In the passage on Königsberg's history, which saint became the main patron saint of the Königsberger Dom?

◆ SOURCE PASSAGE ◆
⟨

Königsberg ("king's Mountain") was founded in 1255 by the Bohemian King Ottokar II, who came to help Teutonic Knights during their conquest of Prussia disguised as the Christianization effort called the Northern Crusades. This event started the genocide of local Baltic Prussians and German colonisation of the area. The small remaining population of local Baltic Prussians eventually became germanized. However, the Baltic-Prussian language did not become extinct until 18th century.

Königsberg was the capital of Sambia, one of the four dioceses into which Prussia had been divided in 1243 by papal legate William of Modena. Saint Adalbert of Prague became the main patron saint of the Königsberger Dom (cathedral). Königsberg became a member of the Hanse and an important port for Prussia, Province of Prussia and Lithuania.

As a result of the Thirteen Years' War between the Order and the Polish Crown, the Teutonic Order state was reduced by the 1466 Second Treaty of Thorn to the area of later Ducal Prussia, under the overlordship of the Polish crown.

⟩

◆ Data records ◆
⟨

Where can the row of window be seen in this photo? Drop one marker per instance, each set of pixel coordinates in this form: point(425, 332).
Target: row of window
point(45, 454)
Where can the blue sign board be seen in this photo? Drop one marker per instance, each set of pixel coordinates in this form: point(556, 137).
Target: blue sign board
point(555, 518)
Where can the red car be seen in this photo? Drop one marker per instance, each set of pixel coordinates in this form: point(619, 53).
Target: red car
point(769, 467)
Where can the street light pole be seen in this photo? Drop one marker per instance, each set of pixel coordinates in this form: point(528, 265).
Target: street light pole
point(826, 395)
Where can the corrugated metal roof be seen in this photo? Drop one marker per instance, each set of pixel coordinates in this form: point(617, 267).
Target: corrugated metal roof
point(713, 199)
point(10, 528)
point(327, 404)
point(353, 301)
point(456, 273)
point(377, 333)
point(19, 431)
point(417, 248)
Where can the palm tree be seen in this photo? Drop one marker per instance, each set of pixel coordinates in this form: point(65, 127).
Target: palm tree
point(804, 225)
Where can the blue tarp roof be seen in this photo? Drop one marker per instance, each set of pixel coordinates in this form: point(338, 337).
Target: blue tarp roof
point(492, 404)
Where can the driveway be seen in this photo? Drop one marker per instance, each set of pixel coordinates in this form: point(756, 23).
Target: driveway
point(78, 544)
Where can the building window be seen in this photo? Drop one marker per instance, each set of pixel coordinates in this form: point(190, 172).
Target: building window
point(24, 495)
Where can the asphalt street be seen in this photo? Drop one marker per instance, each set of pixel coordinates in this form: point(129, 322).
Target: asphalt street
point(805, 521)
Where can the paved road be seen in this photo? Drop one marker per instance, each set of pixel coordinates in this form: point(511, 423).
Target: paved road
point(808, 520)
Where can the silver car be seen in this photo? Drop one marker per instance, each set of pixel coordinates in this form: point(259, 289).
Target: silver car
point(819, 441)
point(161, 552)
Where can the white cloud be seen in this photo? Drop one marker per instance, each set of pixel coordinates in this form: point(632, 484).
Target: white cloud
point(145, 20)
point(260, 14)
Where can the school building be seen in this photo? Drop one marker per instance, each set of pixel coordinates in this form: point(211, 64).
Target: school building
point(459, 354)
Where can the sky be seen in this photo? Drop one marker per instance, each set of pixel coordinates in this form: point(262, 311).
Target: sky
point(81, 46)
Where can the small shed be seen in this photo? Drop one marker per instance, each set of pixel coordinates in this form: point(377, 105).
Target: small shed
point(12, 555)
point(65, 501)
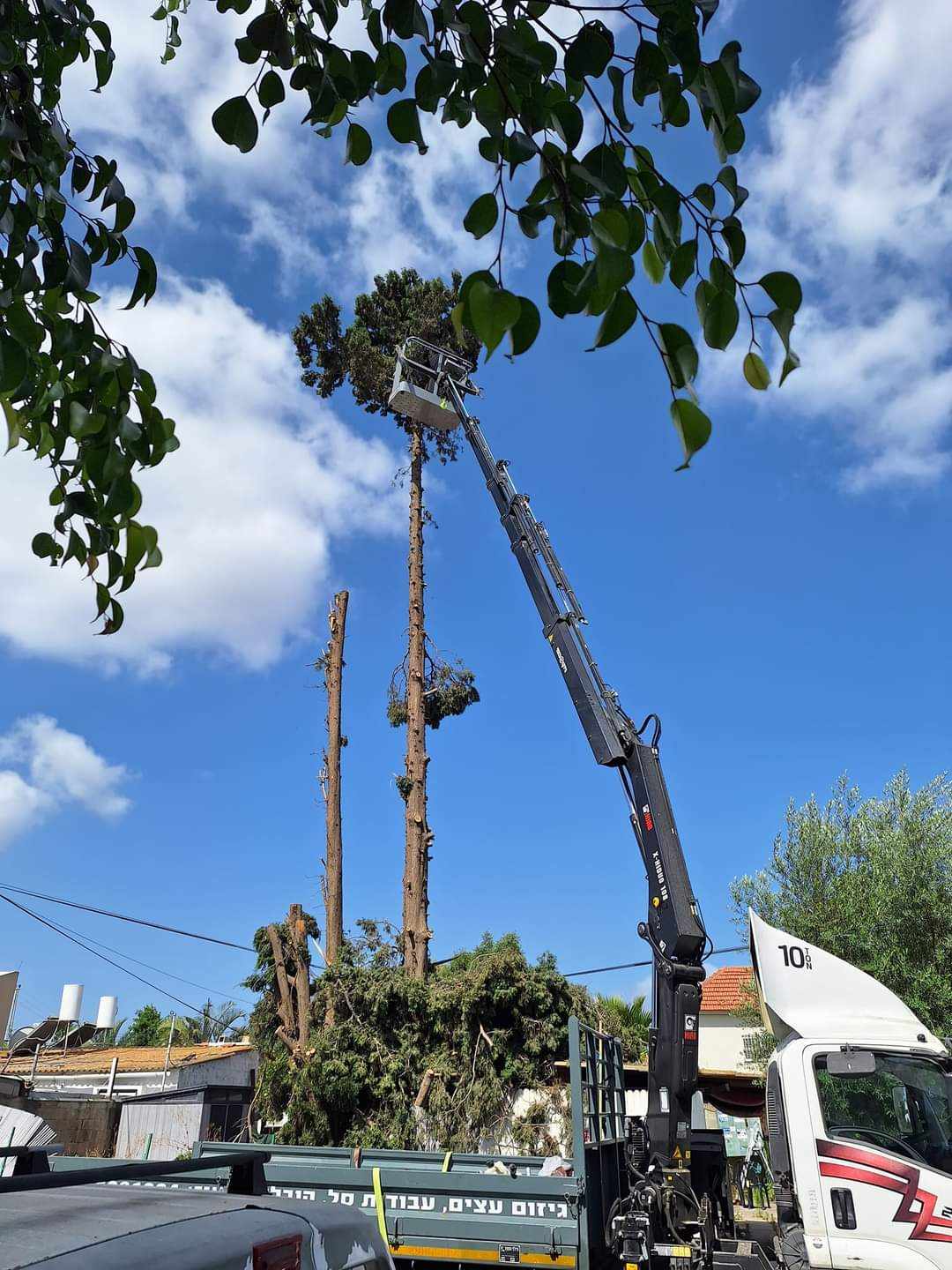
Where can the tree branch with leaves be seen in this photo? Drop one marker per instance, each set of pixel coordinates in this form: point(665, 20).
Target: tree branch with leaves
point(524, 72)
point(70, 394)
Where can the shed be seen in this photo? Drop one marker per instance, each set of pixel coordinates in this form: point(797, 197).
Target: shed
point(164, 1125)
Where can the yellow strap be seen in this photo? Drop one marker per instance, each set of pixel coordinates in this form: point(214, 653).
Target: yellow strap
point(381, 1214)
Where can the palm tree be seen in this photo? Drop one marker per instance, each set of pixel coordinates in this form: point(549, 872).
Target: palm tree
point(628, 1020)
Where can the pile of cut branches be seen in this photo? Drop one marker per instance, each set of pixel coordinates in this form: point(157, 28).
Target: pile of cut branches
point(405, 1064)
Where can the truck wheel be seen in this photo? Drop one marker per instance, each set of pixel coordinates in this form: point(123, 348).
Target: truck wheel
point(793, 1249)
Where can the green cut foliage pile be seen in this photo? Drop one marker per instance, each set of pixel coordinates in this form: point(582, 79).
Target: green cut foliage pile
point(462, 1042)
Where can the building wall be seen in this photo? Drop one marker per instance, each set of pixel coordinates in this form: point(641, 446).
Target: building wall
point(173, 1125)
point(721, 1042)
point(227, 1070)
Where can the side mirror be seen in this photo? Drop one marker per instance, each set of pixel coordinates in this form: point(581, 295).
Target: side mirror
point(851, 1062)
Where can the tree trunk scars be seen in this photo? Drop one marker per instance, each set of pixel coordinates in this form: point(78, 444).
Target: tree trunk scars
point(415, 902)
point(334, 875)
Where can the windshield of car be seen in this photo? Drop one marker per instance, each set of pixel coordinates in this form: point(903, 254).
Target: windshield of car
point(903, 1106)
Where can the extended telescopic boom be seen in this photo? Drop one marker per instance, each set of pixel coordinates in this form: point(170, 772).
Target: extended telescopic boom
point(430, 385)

⟩

◆ EXERCISE ANSWER ◆
Saint Adalbert of Prague.